▸ **Exercise brief**: Copy the entries below in full, keeping them exactly as they are.

▸ **Source data**:
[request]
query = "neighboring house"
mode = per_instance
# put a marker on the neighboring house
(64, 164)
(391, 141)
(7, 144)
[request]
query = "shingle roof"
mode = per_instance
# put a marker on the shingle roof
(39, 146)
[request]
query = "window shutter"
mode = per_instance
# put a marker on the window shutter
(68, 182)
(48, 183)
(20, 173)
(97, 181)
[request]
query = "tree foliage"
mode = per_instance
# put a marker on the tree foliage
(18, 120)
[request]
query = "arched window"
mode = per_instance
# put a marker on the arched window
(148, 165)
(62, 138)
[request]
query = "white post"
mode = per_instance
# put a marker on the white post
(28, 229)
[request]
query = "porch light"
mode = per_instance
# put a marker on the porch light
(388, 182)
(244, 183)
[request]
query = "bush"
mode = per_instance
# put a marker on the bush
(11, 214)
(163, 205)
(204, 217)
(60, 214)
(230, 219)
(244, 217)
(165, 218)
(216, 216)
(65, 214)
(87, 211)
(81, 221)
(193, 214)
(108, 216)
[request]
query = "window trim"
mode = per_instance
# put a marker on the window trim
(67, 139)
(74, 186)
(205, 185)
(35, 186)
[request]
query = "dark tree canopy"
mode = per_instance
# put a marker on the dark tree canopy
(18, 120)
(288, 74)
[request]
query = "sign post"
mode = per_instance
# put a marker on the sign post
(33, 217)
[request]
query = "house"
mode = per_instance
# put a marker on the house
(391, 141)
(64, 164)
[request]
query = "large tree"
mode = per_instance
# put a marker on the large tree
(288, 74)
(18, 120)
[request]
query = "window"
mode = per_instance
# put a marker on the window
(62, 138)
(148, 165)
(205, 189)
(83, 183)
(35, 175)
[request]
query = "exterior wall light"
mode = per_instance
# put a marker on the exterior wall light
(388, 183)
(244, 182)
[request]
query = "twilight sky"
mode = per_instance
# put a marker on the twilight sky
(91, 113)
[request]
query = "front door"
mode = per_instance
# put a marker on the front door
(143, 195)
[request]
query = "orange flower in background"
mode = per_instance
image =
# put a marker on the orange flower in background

▸ **Output for this task**:
[request]
query = "neighboring house"
mode = per_instance
# put a marker on the neighboring house
(64, 164)
(391, 141)
(7, 144)
[request]
query = "shingle roof"
mode = per_instance
# put a marker on the shingle roof
(39, 146)
[request]
query = "window shutter"
mode = per_instance
# put a marker on the window shutter
(68, 182)
(48, 183)
(20, 173)
(97, 181)
[request]
query = "tree foliage"
mode = per_instance
# put a marker on the tree foliage
(18, 120)
[request]
query = "arched window"
mode = per_instance
# put a marker on the arched window
(148, 165)
(62, 138)
[request]
query = "white post"
mode = per_instance
# put a marker on the white post
(28, 229)
[request]
query = "porch light"
mode = per_instance
# put a marker on the porch light
(388, 182)
(244, 183)
[request]
query = "bush"
mode = per_instance
# put a marker on the bush
(11, 214)
(163, 205)
(204, 217)
(60, 214)
(230, 219)
(244, 217)
(165, 218)
(216, 216)
(65, 214)
(87, 211)
(81, 221)
(193, 214)
(108, 216)
[request]
query = "window trim"
mode = per_instance
# put a marker on the window trim
(67, 139)
(74, 186)
(205, 185)
(35, 186)
[request]
query = "dark tree canopy"
mode = per_instance
# put a marker on the dark tree canopy
(18, 120)
(288, 74)
[request]
query = "sign post"
mode = per_instance
# put a marker on the sign post
(33, 217)
[request]
query = "house"
mode = per_instance
# put a marker on the house
(391, 141)
(64, 164)
[request]
query = "large tree"
mode = per_instance
# put a marker on the large tree
(288, 74)
(18, 120)
[request]
query = "window"
mode = per_instance
# put a marker on the window
(62, 138)
(148, 165)
(205, 189)
(83, 183)
(35, 175)
[request]
query = "exterior wall light"
mode = per_instance
# put a marker on the exterior wall light
(388, 183)
(244, 182)
[request]
query = "twilight sky"
mode = per_instance
# put a marker on the twilight sky
(91, 113)
[request]
query = "front door"
mode = per_instance
# put a marker on the front door
(143, 195)
[request]
query = "orange flower in background"
mode = per_instance
image =
# put a marker on the orange flower in background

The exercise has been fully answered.